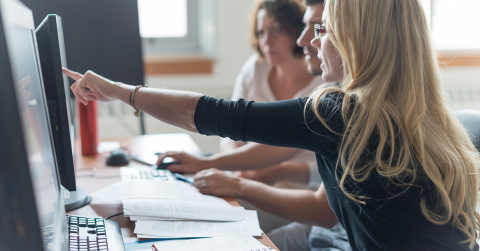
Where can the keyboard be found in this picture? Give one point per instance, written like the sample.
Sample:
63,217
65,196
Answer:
90,234
146,173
* * * * * * * * *
### EXERCISE
Reproduce every line of the listing above word for word, but leave out the pictures.

### ANSWER TO THE PROBLEM
Where can the keyboard be found in this picture? Give one point per instance, written like the sample.
Sample:
63,217
65,196
Answer:
90,234
146,173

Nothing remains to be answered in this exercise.